• To be done: Summarize the text below on Gandhi, Tagore and the Romain Rolland memorial volume in two sentences.

Mahatma Gandhi and Rabindranath Tagore: Two Contributions to the Romain Rolland Memorial Volume
By Dr. Andreas Katonis
2013 has been, and still continues to be, a remarkable year in Indology: hundred years have passed since Tagore was awarded the Nobel Price in literature, and this was an occasion for ICWA in Delhi to organize an international conference to commemorate the poet’s merits in May of the same year. Mahatma Gandhi was honored on the 144th anniversary of his birth in Athens in a joint commemoration by ELINEPA and The Indian Embassy in Athens on 2nd October 2013.
The two Indian patriots were united in various ways, and it is known that Gandhi received his epithet “Mahatma”, ‘the Great Soul’ exactly from Tagore. Their cooperation, similarities and differences in thought and action are familiar to us.
I came across one more common point between the two political thinkers. Recently I spent ten days with research in the Philologische Bibliothek of the Freie Universität in Berlin where I found a Commemorative Volume to Romain Rolland published in 1926, containing, among others contributions by the two Indians. The French writer’s activity is also well known, especially his relations to Tagore and Gandhi. Rolland was awarded the Nobel Prize in literature two years after Tagore, in 1915. He, too, was a humanist, and a lifelong pacifist, embracing the work of Indian philosophers, and was strongly influenced by Vedanta. In 1923, he wrote a monograph on Gandhi; this is the book Gandhi refers to in his contribution cited below. However, it was not until 1931 that the two men saw each other personally in Switzerland after which they became friends and correspondents. In 1935, on the invitation of Maxim Gorki, Rolland visited Moscow and met also Joseph Stalin. He served unofficially as an ambassador of French artists to the Soviet Union. His relations with Gorki explains that the Russian writer was one of the editors of the Memorial Volume.

• Given data:
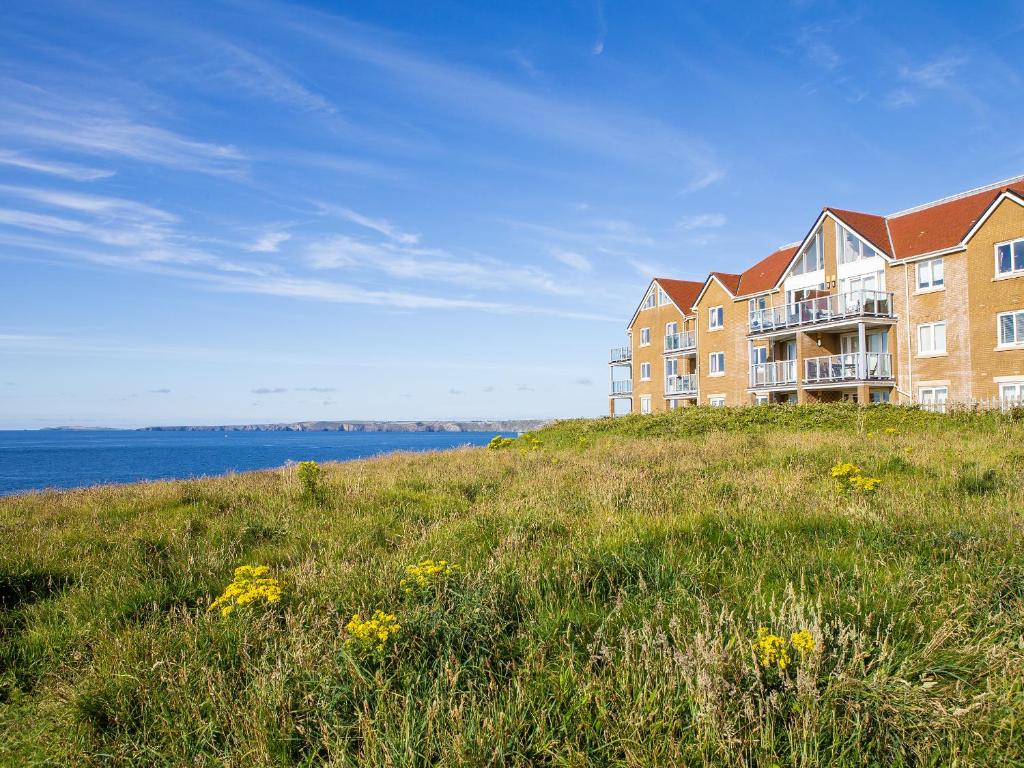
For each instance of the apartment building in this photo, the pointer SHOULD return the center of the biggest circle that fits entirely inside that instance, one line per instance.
(924, 305)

• Result: The year 2013 marked a hundred years since Tagore's Nobel Prize in literature and brought commemorations of Tagore in Delhi and of Gandhi in Athens, two Indian patriots joined in many ways, Gandhi having received the epithet "Mahatma" from Tagore. While researching in the Philologische Bibliothek of the Freie Universität in Berlin, Andreas Katonis found a 1926 commemorative volume to Romain Rolland with contributions by both men; Rolland was a French Nobel laureate, humanist and pacifist who wrote a 1923 monograph on Gandhi and was closely connected to both Indians.